### Directive
Copy out every line of the stretch from the line containing "of the weathered" through the end of the items, raising each pixel coordinate in the answers by 69. Leave the pictures out.

### Given information
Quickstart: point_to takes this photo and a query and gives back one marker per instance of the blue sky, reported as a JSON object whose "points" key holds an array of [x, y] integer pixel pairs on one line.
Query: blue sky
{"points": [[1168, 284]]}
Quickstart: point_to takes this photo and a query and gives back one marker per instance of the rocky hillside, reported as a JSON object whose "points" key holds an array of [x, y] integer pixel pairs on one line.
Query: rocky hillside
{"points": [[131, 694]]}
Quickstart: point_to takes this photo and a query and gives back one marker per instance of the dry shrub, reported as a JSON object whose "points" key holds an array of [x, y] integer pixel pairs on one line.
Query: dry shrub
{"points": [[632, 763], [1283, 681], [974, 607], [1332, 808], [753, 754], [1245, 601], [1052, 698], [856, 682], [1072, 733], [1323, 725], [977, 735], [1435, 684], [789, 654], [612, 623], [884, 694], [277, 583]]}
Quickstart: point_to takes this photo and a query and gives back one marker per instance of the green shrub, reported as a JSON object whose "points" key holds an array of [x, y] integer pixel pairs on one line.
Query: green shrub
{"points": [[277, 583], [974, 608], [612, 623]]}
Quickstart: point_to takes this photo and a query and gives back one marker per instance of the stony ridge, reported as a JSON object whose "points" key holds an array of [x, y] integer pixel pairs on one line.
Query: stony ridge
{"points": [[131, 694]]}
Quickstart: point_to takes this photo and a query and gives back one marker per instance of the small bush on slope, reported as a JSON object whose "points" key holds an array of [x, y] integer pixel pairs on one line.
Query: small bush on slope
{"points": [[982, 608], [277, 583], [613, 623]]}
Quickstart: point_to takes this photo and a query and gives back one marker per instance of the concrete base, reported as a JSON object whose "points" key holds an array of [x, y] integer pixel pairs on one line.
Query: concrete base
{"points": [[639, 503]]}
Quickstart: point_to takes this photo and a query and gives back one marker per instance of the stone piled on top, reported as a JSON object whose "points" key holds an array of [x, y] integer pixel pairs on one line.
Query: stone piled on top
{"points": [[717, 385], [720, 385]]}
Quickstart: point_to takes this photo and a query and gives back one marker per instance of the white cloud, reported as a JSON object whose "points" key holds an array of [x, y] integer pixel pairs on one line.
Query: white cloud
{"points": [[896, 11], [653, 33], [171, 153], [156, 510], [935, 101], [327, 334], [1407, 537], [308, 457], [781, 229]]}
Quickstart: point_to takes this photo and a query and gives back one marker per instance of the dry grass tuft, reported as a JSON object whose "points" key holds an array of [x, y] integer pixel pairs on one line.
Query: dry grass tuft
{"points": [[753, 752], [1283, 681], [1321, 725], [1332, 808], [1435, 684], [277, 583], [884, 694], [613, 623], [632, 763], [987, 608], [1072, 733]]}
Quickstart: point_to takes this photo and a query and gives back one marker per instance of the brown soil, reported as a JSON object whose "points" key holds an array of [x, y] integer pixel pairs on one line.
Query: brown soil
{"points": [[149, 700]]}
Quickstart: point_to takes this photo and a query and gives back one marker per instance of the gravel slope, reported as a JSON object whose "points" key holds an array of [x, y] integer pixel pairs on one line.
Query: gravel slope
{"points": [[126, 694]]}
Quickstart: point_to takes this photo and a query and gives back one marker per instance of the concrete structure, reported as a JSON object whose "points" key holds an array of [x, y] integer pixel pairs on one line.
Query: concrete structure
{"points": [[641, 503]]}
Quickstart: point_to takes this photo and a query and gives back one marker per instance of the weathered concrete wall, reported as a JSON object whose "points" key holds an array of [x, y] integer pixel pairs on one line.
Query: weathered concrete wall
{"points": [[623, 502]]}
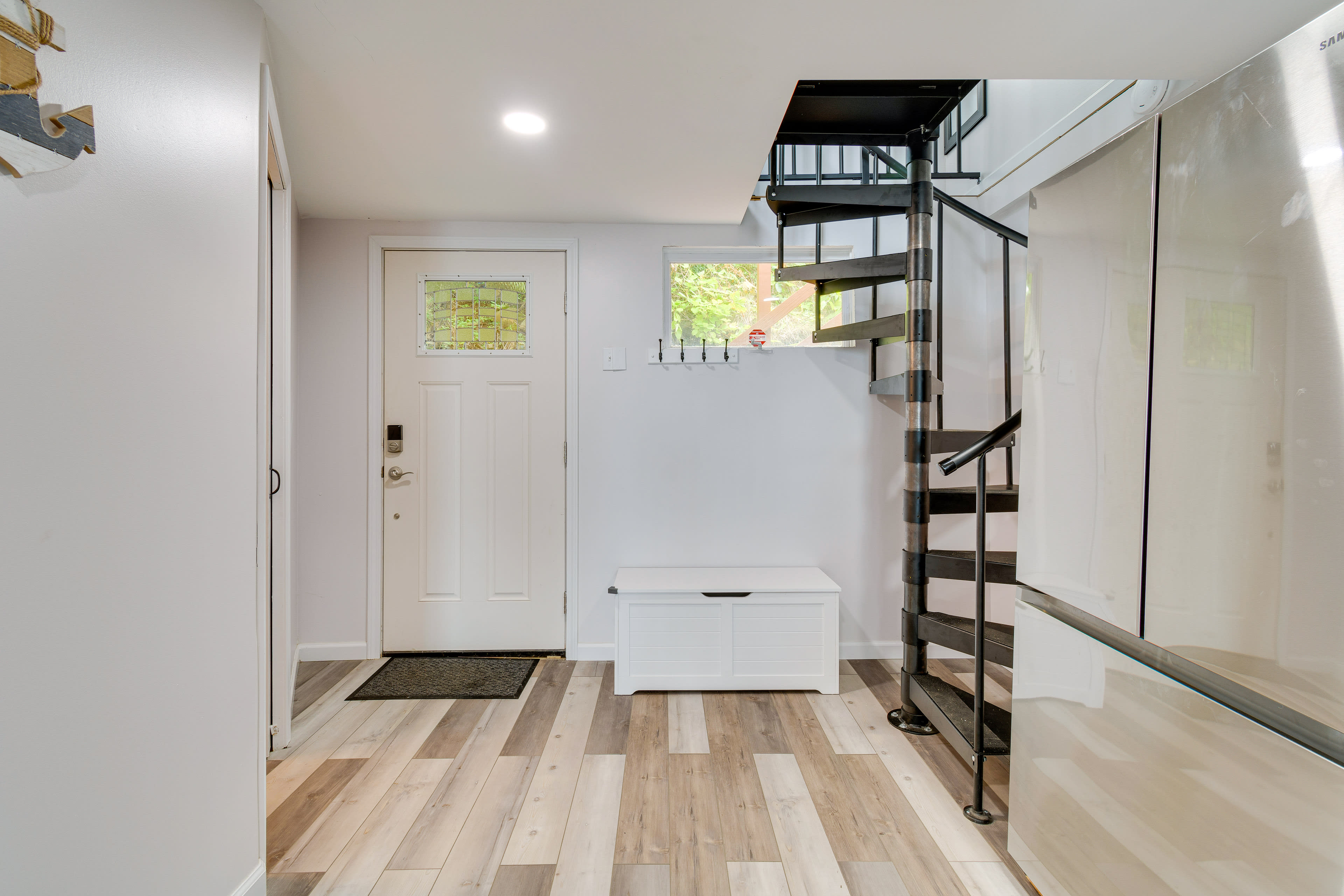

### Finished answer
Quickstart: point_to takes this photo and a query and gives back one marker per instance of the weathered concrete wall, reported as a JSON object whose "points" key holds an array of [x, y] integer pixel pairs on one line.
Query: weathered concrete wall
{"points": [[692, 571]]}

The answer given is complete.